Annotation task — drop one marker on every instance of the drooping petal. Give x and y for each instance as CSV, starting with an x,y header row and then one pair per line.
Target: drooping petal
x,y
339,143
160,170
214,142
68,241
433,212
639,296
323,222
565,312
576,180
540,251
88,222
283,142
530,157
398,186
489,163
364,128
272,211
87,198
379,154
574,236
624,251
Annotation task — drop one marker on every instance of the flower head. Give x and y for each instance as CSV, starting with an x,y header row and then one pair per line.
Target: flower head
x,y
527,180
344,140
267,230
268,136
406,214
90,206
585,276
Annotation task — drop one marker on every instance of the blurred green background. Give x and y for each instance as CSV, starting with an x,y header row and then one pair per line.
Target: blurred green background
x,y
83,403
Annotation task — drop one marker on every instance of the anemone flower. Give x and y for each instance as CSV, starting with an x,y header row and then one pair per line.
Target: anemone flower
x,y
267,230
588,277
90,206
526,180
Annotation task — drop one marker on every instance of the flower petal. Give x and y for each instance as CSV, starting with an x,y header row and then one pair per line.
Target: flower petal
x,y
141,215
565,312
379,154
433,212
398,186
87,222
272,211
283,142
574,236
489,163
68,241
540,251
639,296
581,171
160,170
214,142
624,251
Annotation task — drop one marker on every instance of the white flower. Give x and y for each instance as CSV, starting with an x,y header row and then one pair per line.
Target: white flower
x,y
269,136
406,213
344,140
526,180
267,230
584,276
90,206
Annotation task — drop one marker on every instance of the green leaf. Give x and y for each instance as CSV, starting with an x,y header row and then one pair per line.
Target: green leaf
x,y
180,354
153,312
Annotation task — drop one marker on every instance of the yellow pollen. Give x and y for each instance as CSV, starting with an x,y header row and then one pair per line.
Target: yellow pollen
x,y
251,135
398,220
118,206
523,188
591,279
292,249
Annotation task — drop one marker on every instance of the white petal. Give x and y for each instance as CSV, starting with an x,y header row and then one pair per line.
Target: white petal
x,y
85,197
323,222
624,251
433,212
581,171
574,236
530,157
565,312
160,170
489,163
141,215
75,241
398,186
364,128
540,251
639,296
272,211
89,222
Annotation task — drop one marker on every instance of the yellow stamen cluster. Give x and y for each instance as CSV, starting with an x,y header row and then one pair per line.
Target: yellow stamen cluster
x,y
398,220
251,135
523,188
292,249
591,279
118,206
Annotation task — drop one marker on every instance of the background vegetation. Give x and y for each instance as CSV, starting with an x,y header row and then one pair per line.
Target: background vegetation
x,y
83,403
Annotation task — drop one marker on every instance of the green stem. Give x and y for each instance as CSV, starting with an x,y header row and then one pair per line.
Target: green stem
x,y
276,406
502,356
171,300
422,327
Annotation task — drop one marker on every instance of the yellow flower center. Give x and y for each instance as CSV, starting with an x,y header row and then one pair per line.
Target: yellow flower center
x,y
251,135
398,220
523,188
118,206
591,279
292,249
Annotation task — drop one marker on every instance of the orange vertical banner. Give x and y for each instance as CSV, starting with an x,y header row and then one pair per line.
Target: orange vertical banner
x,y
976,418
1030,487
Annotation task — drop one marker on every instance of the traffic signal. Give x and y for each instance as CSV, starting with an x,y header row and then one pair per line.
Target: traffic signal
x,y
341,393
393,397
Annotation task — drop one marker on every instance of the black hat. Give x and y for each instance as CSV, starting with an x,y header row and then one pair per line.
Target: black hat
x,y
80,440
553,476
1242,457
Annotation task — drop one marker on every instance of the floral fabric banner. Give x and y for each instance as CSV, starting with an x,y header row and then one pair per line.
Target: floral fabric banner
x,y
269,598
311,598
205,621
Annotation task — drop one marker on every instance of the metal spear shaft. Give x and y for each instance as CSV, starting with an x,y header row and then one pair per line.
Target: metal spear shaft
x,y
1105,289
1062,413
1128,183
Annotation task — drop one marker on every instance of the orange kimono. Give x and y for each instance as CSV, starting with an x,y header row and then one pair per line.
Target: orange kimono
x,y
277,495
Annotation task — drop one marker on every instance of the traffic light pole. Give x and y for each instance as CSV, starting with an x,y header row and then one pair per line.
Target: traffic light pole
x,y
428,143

+ + + + + + +

WORK TASK>
Each line, beginning at the one that contains "the traffic light" and continuing through the end of the records, must be written out exactly, first and last included.

TASK RESULT>
Annotation task — drop one marker on every instance of the traffic light pole. Give x and y for each instance as CSV, starting with an x,y header row and then one pair per line.
Target: traffic light pole
x,y
428,143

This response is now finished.